═══ Provided passage ═══

Since then, Barton says she has been denied appointments with her general practitioner, cardiologist, or any of the rest of her doctors, and had a scheduled procedure canceled on her because she refused a COVID test, believing the nasal swab would trigger a similar attack.
On February 17, Lancaster General Health Physicians notified Barton in writing that “You have refused our offers to accommodate and have been rude and argumentative to staff. We no longer believe that we are able to work together regarding your health care needs. You are prohibited from being on the property or entering any LG health facility with the exception of Lancaster General Hospital emergency department. In the event of a medical emergency you may always seek care at Lancaster General Hospital emergency department. We will happily facilitate the transfer of your records to an alternative provider.”
Desperate for answers, she made dozens of unsuccessful efforts to contact Lancaster General Health CEO John Herman by telephone, for which she was accused of harassment and told not to set foot on any grounds related to Penn Medicine.
Penn Medicine Lancaster General Health spokesman John Lines declined to answer Epoch’s questions regarding its training or policies for providing care to trauma victims, instead simply stating that “While we are unable to discuss specific patient situations, we follow CDC guidelines for patients and visitors, including guidelines for accommodations that enable the delivery of effective care while ensuring the safety of all our patients and providers.”
In an interview with Epoch, Barton painted a picture of hopelessness, explaining that her pacemaker has gone unchecked for two years and her prescription medications are running out, and that she is opting not to seek care elsewhere.

═══

Task 1
In the passage about Barton's medical care, condense the paragraph beginning "Desperate for answers" into a single shorter sentence that keeps its main facts.
Task 2
According to the passage about Barton's medical care, on what date did Lancaster General Health Physicians notify Barton in writing?
Task 3
Write the next paragraph of the passage about Barton's medical care, picking up after its last sentence.

═══ Given records ═══

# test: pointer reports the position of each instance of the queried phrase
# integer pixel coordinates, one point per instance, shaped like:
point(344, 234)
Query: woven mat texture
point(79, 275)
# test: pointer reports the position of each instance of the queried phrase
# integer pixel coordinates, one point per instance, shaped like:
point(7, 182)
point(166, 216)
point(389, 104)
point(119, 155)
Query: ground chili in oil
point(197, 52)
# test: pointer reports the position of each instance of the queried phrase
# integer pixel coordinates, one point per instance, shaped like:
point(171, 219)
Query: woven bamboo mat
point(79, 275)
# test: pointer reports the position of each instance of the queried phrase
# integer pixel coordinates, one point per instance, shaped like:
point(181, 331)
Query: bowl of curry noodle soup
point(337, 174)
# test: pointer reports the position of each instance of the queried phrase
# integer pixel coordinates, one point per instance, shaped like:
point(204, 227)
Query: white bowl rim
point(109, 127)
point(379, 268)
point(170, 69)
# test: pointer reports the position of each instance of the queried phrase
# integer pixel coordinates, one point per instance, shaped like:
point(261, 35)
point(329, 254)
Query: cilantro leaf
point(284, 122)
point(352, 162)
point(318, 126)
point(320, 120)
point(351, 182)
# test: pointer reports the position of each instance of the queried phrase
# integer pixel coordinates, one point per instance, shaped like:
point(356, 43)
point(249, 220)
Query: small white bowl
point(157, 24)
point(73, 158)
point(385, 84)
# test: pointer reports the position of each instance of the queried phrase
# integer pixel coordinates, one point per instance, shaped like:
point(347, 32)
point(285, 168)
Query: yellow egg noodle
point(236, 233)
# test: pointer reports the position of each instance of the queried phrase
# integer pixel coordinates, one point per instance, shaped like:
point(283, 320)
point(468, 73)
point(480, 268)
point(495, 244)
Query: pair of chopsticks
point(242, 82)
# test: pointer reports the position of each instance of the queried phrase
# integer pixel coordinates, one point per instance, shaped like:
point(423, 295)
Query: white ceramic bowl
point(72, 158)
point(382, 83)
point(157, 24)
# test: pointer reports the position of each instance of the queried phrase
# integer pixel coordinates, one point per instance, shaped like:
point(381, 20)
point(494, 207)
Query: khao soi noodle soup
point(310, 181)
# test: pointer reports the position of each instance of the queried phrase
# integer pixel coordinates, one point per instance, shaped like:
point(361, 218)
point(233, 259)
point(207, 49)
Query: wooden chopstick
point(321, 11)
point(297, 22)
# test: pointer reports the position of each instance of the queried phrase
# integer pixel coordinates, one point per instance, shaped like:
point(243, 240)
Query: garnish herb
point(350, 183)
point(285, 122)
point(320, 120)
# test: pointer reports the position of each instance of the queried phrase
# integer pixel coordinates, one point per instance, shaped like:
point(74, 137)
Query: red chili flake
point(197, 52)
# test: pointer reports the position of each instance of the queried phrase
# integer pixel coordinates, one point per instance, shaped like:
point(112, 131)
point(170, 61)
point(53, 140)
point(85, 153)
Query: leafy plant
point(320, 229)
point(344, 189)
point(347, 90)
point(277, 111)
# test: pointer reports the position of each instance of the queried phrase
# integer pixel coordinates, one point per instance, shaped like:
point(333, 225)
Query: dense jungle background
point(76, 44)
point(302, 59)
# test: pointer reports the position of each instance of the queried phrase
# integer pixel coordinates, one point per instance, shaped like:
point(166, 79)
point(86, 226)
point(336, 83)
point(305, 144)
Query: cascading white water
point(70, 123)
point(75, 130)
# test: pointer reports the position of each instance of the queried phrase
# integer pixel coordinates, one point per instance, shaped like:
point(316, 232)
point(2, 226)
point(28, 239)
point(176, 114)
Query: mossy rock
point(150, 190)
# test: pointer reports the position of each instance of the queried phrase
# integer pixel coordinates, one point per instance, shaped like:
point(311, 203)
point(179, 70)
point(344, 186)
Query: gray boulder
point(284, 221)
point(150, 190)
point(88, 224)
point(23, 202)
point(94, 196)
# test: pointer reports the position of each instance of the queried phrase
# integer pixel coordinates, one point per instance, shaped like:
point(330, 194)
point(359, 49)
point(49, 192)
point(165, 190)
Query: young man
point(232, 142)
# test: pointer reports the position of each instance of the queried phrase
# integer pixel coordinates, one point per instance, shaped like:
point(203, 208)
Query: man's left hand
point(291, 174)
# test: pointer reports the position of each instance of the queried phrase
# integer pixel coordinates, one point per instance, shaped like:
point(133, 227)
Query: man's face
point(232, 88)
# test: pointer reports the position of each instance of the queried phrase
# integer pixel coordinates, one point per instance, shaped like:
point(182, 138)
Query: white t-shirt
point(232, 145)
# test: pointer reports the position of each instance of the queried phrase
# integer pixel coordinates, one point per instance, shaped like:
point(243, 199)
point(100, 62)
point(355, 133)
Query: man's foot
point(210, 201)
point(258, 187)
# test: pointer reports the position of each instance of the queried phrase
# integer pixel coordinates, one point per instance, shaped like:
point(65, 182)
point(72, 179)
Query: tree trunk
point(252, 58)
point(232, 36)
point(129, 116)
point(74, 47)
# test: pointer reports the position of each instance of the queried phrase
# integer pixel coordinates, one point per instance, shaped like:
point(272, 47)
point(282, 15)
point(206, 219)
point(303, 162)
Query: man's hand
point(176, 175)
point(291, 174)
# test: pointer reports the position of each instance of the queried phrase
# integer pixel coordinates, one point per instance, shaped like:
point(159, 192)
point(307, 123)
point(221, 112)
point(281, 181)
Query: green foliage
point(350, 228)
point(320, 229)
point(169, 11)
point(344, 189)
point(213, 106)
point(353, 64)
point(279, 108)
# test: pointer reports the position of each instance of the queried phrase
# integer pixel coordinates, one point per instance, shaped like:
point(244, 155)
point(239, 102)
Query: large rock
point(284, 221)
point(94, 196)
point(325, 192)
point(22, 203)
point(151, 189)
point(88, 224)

═══

Answer 1
Barton made dozens of unsuccessful phone attempts to reach Lancaster General Health CEO John Herman, for which she was accused of harassment and told not to set foot on any grounds related to Penn Medicine.

Answer 2
February 17

Answer 3
“I’m not taking my medicine,” she said. “There’s nothing I can do. I’m so tied with Penn Medicine. I’ve been under their umbrella and part of their family for the last 40 years, and if my family can’t take care of me, surely a stranger can’t. If they can call me and tell me to come get treatment without a mask, I’ll go. But I’m not going to stand and fight for it anymore. I’m tired. I’m too old to have to fight for medical care.”
The most perverse irony to the tragic situation is that the evidence of masks’ effectiveness at stopping COVID does not match the zeal with which masking proponents demand them.
Among that evidence is the U.S. Centers for Disease Control & Prevention’s September 2020 acknowledgement that masks cannot be counted on to keep out COVID when spending 15 minutes or longer within six feet of someone, and a May 2020 study published by CDC’s peer-reviewed journal Emerging Infectious Diseases that “did not find evidence that surgical-type face masks are effective in reducing laboratory-confirmed influenza transmission, either when worn by infected persons (source control) or by persons in the general community to reduce their susceptibility.”
Last May, another study found that, though mandates effectively increased mask use, that usage did not yield the expected benefits. “Mask mandates and use (were) not associated with lower SARS-CoV-2 spread among U.S. states” from March 2020 to March 2021. In fact, the researchers found the results to be a net negative, with masks increasing “dehydration … headaches and sweating and decreas[ing] cognitive precision,” and interfering with communication, as well as impairing social learning among children.
While denying medical care on the basis of mask noncompliance, Penn Medicine’s true priorities appear well in line with the dominant sensibilities of the political and media establishments; in a March 29 press release, the network boasts that its hospitals “have been honored by the Human Rights Campaign (HRC) Foundation” for “promoting equitable and inclusive care for LGBTQ+ patients and their families.”